→ EXERCISE OBJECTIVE
Copy the passage from "Already out of" up to and including "soon after 1300hrs." from the cruise blog text below, word for word.

→ PROVIDED TEXT
○ ○ ○ ○ ○ ○ ○

By this time it was after 5pm so we were taken back to the port and back on board by 6 after a great day. Many thanks to our super guide and coach driver. We were in need of a shower and a drink or two!
  Later that evening we sailed about 11pm and we watched Rio and the Sugarloaf and the illuminated Statue of Christ disappear into the distance.
  Already out of the tropics we have another 2 days at sea heading further south before our next port, Montevideo the capital of Uruguay.

Saturday, 15 January 2011

Aurora 2010 Southampton to Madeira

Our adventure began on Saturday 8th when we were taken to Gibraltar for our flight to Heathrow. After the winter weather disruption before Christmas we had our fingers crossed that we would not be affected by delays and BA came up trumps with a perfect flight. Glad we hadn´t chosen Easyjet as theirs was 4 hours late! After a night in an airport hotel our journey to Southampton on Sunday was uneventful courtesy of National Express and after taking on supplies from Asda we were in the considerable queue for check in at the Mayflower Terminal by 1230hrs and on board soon after 1300hrs.
   Boarding a cruise ship is always so exciting and this time was no exception. With the world cruise it is even better as friendly faces soon appear. So many people cruise every year on the same ship that it is like a meeting of an exclusive club. This time we understand that there are 1450 people staying on for the whole 96day Grand Voyage to Australia via South America and return via Panama.
   Finding our cabin was easy as we have been on the ship before and after the usual Emergency Drill we were on deck for the Sailaway Party at 1730 but it was so cold! However stores and baggage were still being loaded and this continued up until nearly 1830 when a big cheer went up signaling the last case. It is obvious that for a world cruise some ladies bring a lot of luggage-I overheard a woman at sailaway saying that she checked in at 1200 but 5 of her cases had still not reached her cabin!
   At around 1840 we moved off the berth and were entertained by an exclusive firework display as a sendoff from P&O. However we soon moved inside to get warm! Luckily the dress code was casual for the evening as my suitcase didn´t reach my cabin until after 2230. Luckily our table companions were good company and it bodes well for the voyage.

  The trip across the Bay of Biscay was OK considering the wind was SW´ly force 8-9 and we got into our usual routine except for the walking laps around the deck. Despite the Orangery Buffet being closed for the first 2 days plus no room service, as a precaution to contain any Novovirus that may have been brought on board, we managed to attend Pilates at 0900, Line Dancing at 1000, Yoga at 1630 and intend to keep this up for the voyage.
  Entertainment on the first leg looks good with Pam Eyres and the Merseybeats amongst others.
   On Thursday 13th we arrived on schedule in Funchal, Madeira a Portuguese Island about twice the size of the IOW and the sun was shining and it looked glorious. Out came the shorts at last and we could feel some warmth! A short walk into town was enjoyed as this is such a beautiful town and we were off again at 1745. Ahead is a 5.5day voyage south to Brazil and crossing the line!

○ ○ ○ ○ ○ ○ ○

→ DATA BELOW
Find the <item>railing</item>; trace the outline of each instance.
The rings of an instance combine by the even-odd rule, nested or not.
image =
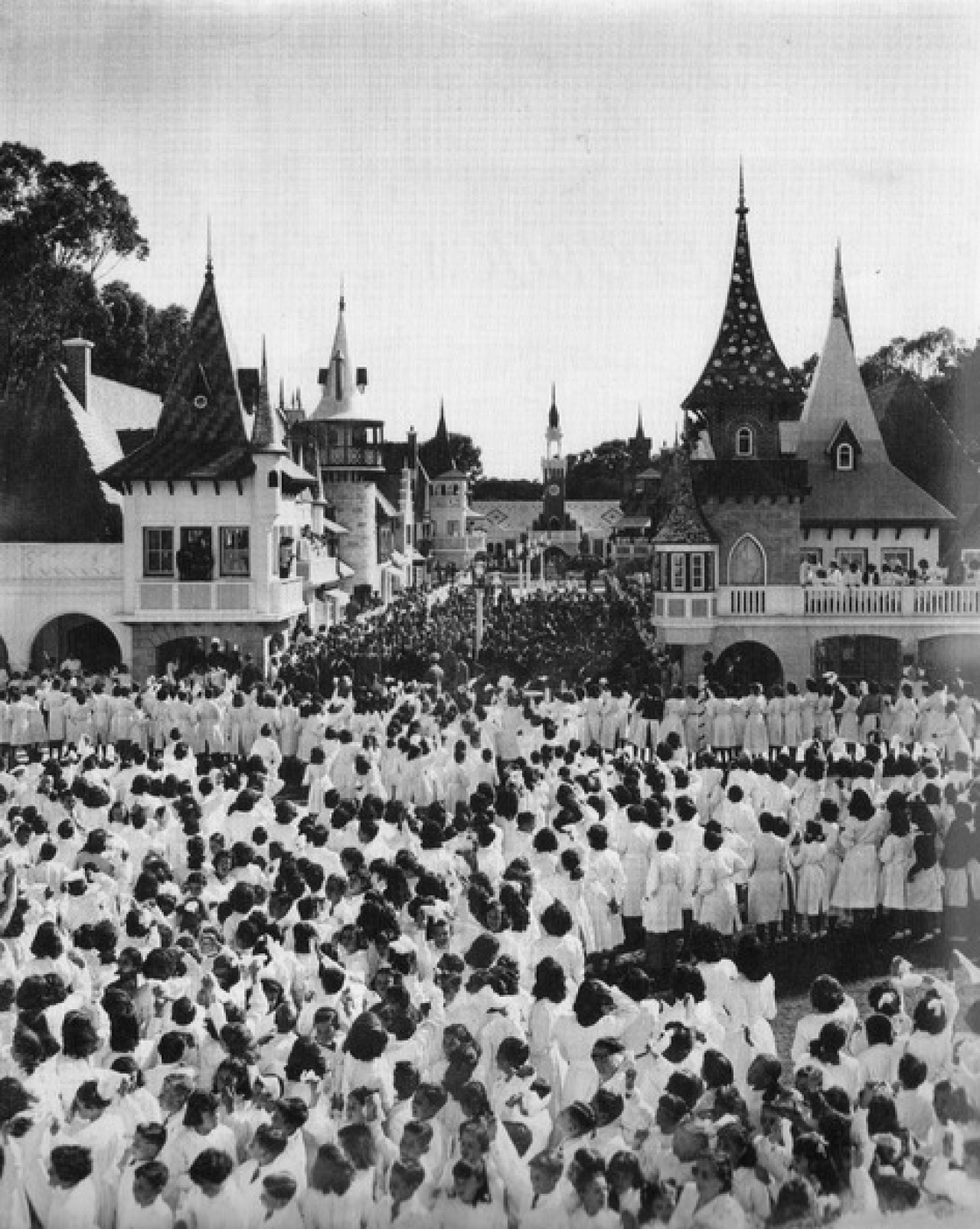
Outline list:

○ ○ ○ ○ ○ ○ ○

→ RESPONSE
Already out of the tropics we have another 2 days at sea heading further south before our next port, Montevideo the capital of Uruguay.

Saturday, 15 January 2011

Aurora 2010 Southampton to Madeira

Our adventure began on Saturday 8th when we were taken to Gibraltar for our flight to Heathrow. After the winter weather disruption before Christmas we had our fingers crossed that we would not be affected by delays and BA came up trumps with a perfect flight. Glad we hadn´t chosen Easyjet as theirs was 4 hours late! After a night in an airport hotel our journey to Southampton on Sunday was uneventful courtesy of National Express and after taking on supplies from Asda we were in the considerable queue for check in at the Mayflower Terminal by 1230hrs and on board soon after 1300hrs.